*REQUIREMENT*: Your answer should be the lines of the data below that contain "tree".

*GIVEN ENTRIES*:

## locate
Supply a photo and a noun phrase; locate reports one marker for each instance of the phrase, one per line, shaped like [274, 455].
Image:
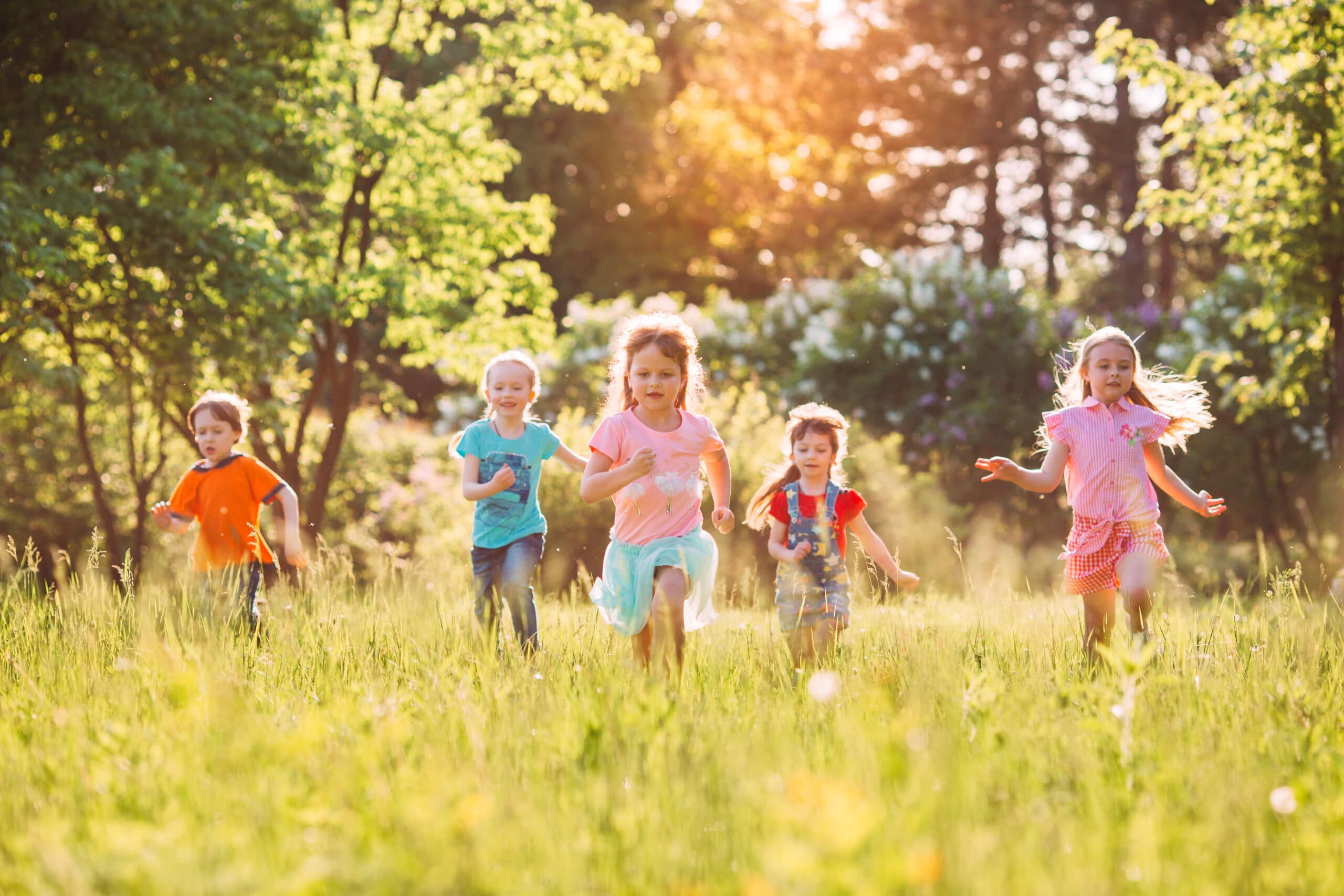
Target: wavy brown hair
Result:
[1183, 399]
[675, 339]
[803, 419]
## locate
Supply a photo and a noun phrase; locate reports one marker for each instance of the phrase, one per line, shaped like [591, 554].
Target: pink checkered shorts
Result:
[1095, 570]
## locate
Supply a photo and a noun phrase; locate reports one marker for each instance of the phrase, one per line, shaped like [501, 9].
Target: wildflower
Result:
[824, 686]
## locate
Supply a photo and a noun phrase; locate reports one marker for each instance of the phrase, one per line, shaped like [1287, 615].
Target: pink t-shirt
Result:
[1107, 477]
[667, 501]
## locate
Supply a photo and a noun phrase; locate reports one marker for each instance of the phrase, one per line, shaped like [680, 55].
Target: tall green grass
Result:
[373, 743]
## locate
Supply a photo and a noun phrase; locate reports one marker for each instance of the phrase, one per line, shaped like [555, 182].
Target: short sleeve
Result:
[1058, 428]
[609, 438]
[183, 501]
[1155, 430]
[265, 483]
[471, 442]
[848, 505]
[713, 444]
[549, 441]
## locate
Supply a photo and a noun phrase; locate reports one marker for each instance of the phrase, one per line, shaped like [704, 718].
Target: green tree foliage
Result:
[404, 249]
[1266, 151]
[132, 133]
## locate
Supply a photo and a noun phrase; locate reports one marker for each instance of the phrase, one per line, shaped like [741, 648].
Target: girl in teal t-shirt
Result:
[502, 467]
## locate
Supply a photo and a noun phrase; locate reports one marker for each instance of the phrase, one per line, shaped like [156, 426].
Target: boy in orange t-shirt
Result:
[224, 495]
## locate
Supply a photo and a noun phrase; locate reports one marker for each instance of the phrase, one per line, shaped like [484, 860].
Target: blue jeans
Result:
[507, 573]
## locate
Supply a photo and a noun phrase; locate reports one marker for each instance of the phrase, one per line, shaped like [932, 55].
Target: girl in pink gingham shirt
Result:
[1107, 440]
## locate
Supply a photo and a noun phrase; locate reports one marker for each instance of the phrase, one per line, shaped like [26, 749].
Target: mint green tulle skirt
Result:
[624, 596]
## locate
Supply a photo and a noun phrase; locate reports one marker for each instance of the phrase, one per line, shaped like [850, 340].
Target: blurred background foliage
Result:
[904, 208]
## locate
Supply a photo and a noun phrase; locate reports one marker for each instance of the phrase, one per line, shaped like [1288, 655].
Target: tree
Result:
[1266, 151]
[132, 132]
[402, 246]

==

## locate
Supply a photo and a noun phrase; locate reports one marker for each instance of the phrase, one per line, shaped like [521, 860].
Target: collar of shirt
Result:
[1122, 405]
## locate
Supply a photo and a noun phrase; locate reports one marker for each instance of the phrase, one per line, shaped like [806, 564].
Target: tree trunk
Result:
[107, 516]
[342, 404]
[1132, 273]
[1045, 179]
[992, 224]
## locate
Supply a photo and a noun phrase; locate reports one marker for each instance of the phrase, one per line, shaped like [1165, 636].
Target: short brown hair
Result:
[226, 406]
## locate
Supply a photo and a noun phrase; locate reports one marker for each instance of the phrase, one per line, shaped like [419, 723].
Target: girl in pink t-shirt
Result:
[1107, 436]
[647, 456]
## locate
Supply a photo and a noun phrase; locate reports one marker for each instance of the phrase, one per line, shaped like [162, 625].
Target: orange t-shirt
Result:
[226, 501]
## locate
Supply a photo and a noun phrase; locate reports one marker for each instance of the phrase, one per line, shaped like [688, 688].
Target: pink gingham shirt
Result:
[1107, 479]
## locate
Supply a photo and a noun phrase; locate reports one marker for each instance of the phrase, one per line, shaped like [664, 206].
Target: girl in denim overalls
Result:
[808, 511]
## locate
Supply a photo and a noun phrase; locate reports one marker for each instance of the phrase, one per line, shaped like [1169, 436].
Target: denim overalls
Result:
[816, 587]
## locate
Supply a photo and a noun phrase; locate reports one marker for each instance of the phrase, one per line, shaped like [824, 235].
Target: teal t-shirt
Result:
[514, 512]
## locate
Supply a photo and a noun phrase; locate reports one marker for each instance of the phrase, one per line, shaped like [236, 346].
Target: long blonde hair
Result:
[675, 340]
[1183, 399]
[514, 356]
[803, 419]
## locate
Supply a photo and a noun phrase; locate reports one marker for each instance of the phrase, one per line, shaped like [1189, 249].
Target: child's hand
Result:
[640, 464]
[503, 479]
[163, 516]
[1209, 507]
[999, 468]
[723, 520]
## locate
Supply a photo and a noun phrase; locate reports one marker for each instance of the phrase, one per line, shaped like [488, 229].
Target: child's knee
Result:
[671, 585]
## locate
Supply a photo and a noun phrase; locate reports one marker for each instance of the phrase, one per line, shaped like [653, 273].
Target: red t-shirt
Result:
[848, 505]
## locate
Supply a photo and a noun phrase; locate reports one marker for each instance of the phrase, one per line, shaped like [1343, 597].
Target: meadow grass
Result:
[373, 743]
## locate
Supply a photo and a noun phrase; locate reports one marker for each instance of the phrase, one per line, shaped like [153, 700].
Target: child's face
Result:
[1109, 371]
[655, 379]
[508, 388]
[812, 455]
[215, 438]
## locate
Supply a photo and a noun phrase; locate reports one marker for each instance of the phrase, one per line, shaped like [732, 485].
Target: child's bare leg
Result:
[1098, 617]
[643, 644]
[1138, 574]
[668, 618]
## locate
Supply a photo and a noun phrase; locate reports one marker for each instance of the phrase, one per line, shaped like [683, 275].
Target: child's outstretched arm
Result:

*COMPLETED EXERCISE*:
Target: green tree foliage
Target: tree
Target: tree trunk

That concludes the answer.